--- start of Document ---
Price is very, very, very, very important. Very.

Buying stock in even the best company at a terrible price leads to a poor investment. This is undeniable.

But even the best companies go on sale occasionally. So today, I asked some of our top analysts to name names, and reveal the top stocks on their wish lists, by answering this question:

If you could own stock in any company at a reasonable price, which company would you pick?

Here are their answers.

Matt Koppenheffer: Two words: Berkshire Hathaway (NYSE:BRK-B). Of course, Berkshire Hathaway is currently at a reasonable price, and I already own it, so let’s move on.

I would, however, be all over Visa (NYSE:V) if the price were right. Though credit cards have gotten a bad name through the financial crisis, Visa -- unlike American Express and Discover -- is only involved in the best part of the business -- charging companies for using its network. It’s like a toll road on steroids.

For me to start getting excited about the stock’s price, I’d like to see it at or below $60 a share.

Tim Beyers: If only I had listened to my instincts. Two years ago, at $22.82 a share, I bet on Netflix (NASDAQ:NFLX) in Motley Fool CAPS, but I never added the stock to my real-money portfolio. Stupid.

"Were Netflix on pace to never become anything more than a movie-rental business, I wouldn't just be selling the stock -- I'd be shorting it," I wrote at the time. "Yet, thanks to its emerging Watch Now instant-viewing service, I see a far richer future for Netflix than others might."

The stock has more than doubled since. Sigh.

I'd love to own Netflix, but not at present levels. Valuation isn't my primary concern. Instead, I believe that a topsy-turvy market should give me a chance to buy at less than $45 a share, or 25 times trailing earnings. That's a fair price given Netflix's growth opportunity, which just got bigger thanks to a streaming deal with Nintendo for the Wii.

Morgan Housel: Hands down, it'd be Costco (NASDAQ:COST). Very few companies have managed to sell at the lowest price humanly possible while remaining profitable like Costco has.

Here's a rundown of its business model:

  • Sell for a hair above wholesale cost, just barely covering the warehouse's operating expenses.
  • Make all your profit on membership fees.
--- end of Document ---
--- start of Listed records ---
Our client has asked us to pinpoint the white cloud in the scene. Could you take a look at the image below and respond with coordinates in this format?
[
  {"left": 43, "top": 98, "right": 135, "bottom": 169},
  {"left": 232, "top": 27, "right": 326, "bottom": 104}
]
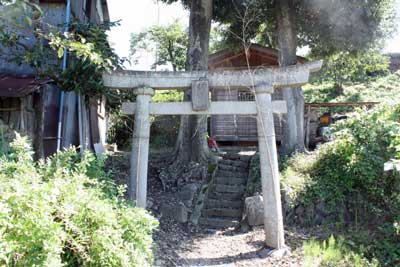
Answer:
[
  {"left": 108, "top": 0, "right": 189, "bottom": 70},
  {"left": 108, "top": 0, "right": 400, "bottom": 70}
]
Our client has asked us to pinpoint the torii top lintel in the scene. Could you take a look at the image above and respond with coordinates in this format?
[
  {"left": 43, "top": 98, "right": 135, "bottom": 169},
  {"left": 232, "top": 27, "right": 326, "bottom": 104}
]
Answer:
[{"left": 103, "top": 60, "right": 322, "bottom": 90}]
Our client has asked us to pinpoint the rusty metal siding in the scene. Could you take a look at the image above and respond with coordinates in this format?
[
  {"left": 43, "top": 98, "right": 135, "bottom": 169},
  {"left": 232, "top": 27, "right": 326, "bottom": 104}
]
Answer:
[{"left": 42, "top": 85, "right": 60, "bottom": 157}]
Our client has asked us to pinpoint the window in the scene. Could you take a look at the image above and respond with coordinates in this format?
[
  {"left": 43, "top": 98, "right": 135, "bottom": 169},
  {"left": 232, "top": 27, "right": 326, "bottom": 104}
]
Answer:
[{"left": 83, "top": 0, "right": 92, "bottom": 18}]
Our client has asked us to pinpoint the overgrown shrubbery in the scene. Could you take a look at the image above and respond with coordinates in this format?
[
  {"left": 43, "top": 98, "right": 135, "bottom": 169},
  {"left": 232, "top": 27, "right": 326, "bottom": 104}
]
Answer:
--- end of Listed records ---
**What to produce**. Rewrite the passage of the stock wish-list article between "Tim Beyers: If" and "doubled since. Sigh.", inclusive, using "gut feeling" in place of "instincts".

**Full output**.
Tim Beyers: If only I had listened to my gut feeling. Two years ago, at $22.82 a share, I bet on Netflix (NASDAQ:NFLX) in Motley Fool CAPS, but I never added the stock to my real-money portfolio. Stupid.

"Were Netflix on pace to never become anything more than a movie-rental business, I wouldn't just be selling the stock -- I'd be shorting it," I wrote at the time. "Yet, thanks to its emerging Watch Now instant-viewing service, I see a far richer future for Netflix than others might."

The stock has more than doubled since. Sigh.